Write the data out again in full, with no departure from the original.

> [DATA]:
┄┄┄┄┄┄┄┄┄┄┄┄┄┄┄┄┄┄┄┄
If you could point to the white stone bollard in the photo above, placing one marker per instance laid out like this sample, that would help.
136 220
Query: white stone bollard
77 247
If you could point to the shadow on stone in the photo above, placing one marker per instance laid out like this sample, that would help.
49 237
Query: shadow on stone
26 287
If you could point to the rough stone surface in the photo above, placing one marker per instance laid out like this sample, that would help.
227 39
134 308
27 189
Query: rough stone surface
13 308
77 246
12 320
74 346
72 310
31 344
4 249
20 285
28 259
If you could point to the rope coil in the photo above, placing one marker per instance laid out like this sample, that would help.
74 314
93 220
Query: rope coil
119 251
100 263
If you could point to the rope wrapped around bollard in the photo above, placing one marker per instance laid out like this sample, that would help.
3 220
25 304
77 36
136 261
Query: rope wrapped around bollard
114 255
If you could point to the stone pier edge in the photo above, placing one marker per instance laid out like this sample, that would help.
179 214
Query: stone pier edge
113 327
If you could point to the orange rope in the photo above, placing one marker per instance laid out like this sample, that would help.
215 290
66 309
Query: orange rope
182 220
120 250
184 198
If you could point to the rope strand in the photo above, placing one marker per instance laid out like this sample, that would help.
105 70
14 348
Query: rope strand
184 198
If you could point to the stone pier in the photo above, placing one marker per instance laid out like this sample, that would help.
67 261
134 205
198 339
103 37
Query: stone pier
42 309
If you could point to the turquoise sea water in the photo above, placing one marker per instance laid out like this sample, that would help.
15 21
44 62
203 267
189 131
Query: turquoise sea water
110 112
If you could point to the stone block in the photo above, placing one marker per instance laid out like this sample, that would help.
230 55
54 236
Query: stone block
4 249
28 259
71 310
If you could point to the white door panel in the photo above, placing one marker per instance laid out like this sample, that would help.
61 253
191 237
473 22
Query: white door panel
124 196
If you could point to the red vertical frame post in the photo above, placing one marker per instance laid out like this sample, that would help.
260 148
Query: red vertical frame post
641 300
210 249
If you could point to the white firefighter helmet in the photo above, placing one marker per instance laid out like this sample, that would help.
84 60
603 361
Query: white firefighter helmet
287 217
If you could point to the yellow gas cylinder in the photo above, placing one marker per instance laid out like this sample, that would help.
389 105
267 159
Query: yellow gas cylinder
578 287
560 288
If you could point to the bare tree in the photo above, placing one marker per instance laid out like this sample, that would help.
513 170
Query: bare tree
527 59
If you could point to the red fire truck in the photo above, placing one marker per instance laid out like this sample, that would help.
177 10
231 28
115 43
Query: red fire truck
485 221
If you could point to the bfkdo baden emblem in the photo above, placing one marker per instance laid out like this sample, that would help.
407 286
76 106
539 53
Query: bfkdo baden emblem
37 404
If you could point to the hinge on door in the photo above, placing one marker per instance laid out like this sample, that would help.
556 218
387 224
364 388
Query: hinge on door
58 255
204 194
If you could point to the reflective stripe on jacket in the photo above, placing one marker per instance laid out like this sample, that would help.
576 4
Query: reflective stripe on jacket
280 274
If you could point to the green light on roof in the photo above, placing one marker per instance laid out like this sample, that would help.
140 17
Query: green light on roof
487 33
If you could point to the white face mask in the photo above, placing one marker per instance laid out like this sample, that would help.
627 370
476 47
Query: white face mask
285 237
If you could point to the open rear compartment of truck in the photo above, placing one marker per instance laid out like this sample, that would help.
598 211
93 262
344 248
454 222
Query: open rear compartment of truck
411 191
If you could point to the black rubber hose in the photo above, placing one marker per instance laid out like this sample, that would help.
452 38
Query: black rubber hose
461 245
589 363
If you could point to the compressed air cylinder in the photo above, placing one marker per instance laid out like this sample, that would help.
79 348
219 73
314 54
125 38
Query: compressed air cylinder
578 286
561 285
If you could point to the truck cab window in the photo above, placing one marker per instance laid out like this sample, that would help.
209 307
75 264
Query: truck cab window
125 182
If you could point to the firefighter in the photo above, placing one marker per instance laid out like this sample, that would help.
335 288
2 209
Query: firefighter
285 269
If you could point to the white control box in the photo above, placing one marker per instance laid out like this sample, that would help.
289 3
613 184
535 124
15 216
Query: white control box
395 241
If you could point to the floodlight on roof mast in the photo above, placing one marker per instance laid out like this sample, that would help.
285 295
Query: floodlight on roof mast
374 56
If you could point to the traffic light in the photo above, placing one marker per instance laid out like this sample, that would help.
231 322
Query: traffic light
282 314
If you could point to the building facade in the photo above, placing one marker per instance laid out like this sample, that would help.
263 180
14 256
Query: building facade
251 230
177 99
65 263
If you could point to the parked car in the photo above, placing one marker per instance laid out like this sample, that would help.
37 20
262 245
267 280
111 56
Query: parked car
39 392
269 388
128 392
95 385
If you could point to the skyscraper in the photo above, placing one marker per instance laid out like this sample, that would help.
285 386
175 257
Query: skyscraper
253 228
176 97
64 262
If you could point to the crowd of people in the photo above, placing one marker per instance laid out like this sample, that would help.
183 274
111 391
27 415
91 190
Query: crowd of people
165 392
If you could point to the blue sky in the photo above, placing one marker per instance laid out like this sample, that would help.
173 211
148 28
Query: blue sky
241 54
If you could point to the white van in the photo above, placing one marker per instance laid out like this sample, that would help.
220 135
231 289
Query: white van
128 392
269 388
┄┄┄┄┄┄┄┄┄┄┄┄┄┄┄┄┄┄┄┄
> [RESULT OF THIS TASK]:
If you could point to the white stone bollard in the photo above, placing one marker per instance laid out like this sample, that would help.
136 220
Query: white stone bollard
77 247
If you could point to the shadow on stone in the photo above, placing one marker per instance laid out like this sample, that would help.
49 237
Query: shadow on stone
26 287
If you could point to the rough stone surface in the photo above, placing one marker per instance laid out like this sample, that would help.
227 39
134 308
27 189
Query: rough stone surface
13 308
77 246
12 320
74 346
72 310
31 344
4 249
20 285
28 259
If you could point to the rope coil in the photo above, placing one marker per instance laid out like this sample, that would help.
74 314
93 220
Query: rope coil
119 251
100 263
If you could point to the rope wrapped around bollard in the photo above, placing one marker per instance laid out like this sample, that would help.
3 220
25 304
77 36
136 261
Query: rope wrapped around bollard
114 255
If you could point to the stone pier edge in the photo above, placing one marker per instance laid out like this sample, that would help.
179 214
Query: stone pier edge
113 327
If you could point to the orange rope in the photo above, placing one marker per instance laid out like this sample, that would help.
215 290
66 309
Query: orange rope
182 220
120 250
184 198
If you could point to the rope strand in the photo above, placing one marker per instance laid out like this sample, that would help.
105 70
14 348
Query: rope strand
184 198
If you could point to the stone pier in the photo above, placing one marker per instance laid out like this sample, that would help.
67 261
134 205
198 339
103 37
Query: stone pier
42 309
If you could point to the turquoise sea water in the photo above, placing one marker per instance laid out like this sample, that would help.
15 21
44 62
203 267
189 131
Query: turquoise sea water
110 112
If you could point to the stone block in the photo above, placing one marker per instance laid out like this sample, that would help.
230 55
54 236
Query: stone block
4 249
28 259
71 310
If you could point to the white door panel in the photo above, placing one marker per instance laid out like this sample, that would help.
61 253
191 237
473 22
Query: white door panel
124 196
If you could point to the red vertical frame post in the photo above, placing one marker per instance laid out like this sample, that would help.
260 148
Query: red vertical frame post
641 300
210 249
If you could point to the white firefighter helmet in the photo above, placing one marker per instance laid out like this sample, that would help.
84 60
603 361
Query: white firefighter helmet
287 217
If you could point to the yellow gas cylinder in the photo above, placing one marker per instance laid out like this sample, that would help.
389 105
267 159
Query: yellow gas cylinder
578 287
560 288
If you could point to the bare tree in the photo above, placing one marker per instance laid out like this sample, that would help.
513 170
Query: bare tree
527 59
If you could point to the red fire truck in the photo above, placing one marker per instance laid out like this sample, that would help.
177 10
231 28
115 43
Query: red fire truck
485 221
If you could point to the bfkdo baden emblem in the photo above, placing one marker per instance laid out like this sample, that would help.
407 286
76 106
539 53
Query: bfkdo baden emblem
37 404
If you could point to the hinge on door in the photo above, placing one marker per instance laid out like this sample, that would help.
556 218
387 224
364 388
Query: hinge on door
58 255
204 194
If you could point to the reflective stripe on jacket in the photo above, placing one marker per instance laid out like this sample, that would help.
576 4
Query: reflective stripe on jacket
280 274
If you could point to the green light on roof in the photo above, placing one marker per instance laid out like this sample, that would help.
140 17
Query: green light on roof
487 33
If you could point to the white face mask in the photo above, placing one marker per instance laid out like this sample, that would help.
627 370
476 47
Query: white face mask
285 237
If you could point to the open rear compartment of truck in the photo above, placing one marker per instance laid out like this sample, that would help.
598 211
93 262
344 248
454 222
Query: open rear compartment of truck
411 191
If you could point to the black rubber hose in the photo above, placing one marker per instance laid out like this sample, that would help.
452 38
Query: black rubber hose
461 245
589 363
If you could point to the compressed air cylinder in the photo above, placing one marker per instance laid out like this sample, that would help.
79 348
219 73
314 54
125 38
Query: compressed air cylinder
578 286
561 285
If you could point to the truck cab window in the photo above, placing one marker per instance laid out like this sample, that would help.
209 307
75 264
Query: truck cab window
125 182
If you could point to the firefighter in the photo above, placing one marker per instance laid out like this sample, that would help.
335 288
2 209
Query: firefighter
285 269
If you could point to the white control box in the photo above, placing one marker per instance laid out like this sample, that would help.
289 3
613 184
535 124
15 216
Query: white control box
395 241
If you could point to the floodlight on roof mast in the photo above, placing one marker per instance laid out like this sample, that would help.
285 295
Query: floodlight on roof mast
374 56
If you could point to the traffic light in the photo above, placing one marker per instance laid out like this sample, that would help.
231 322
Query: traffic light
282 314
If you could point to the building facade in the photo above, placing one marker per instance laid out like this sample, that would help.
263 180
14 256
Query: building facade
251 230
177 99
65 263
If you could point to the parked car in the photo above, placing one marker per instance laid out like this sample, that would help.
37 20
262 245
267 280
111 56
Query: parked car
39 392
269 388
128 392
95 385
If you could point to the skyscraper in the photo above, placing one marker per instance laid out like this sample, that would help.
285 386
175 257
Query: skyscraper
253 228
176 97
64 262
If you could point to the crowd of people in the photo above, placing one marker per instance laid out like this sample, that would help.
183 274
111 391
27 415
91 190
Query: crowd of people
165 392
If you could point to the blue sky in the photo above, placing one marker per instance laid out like this sample, that would help.
173 211
148 28
Query: blue sky
241 54
If you could point to the white van in the photo above, placing one marker per instance laid out like this sample, that would help.
220 135
231 289
Query: white van
128 392
269 388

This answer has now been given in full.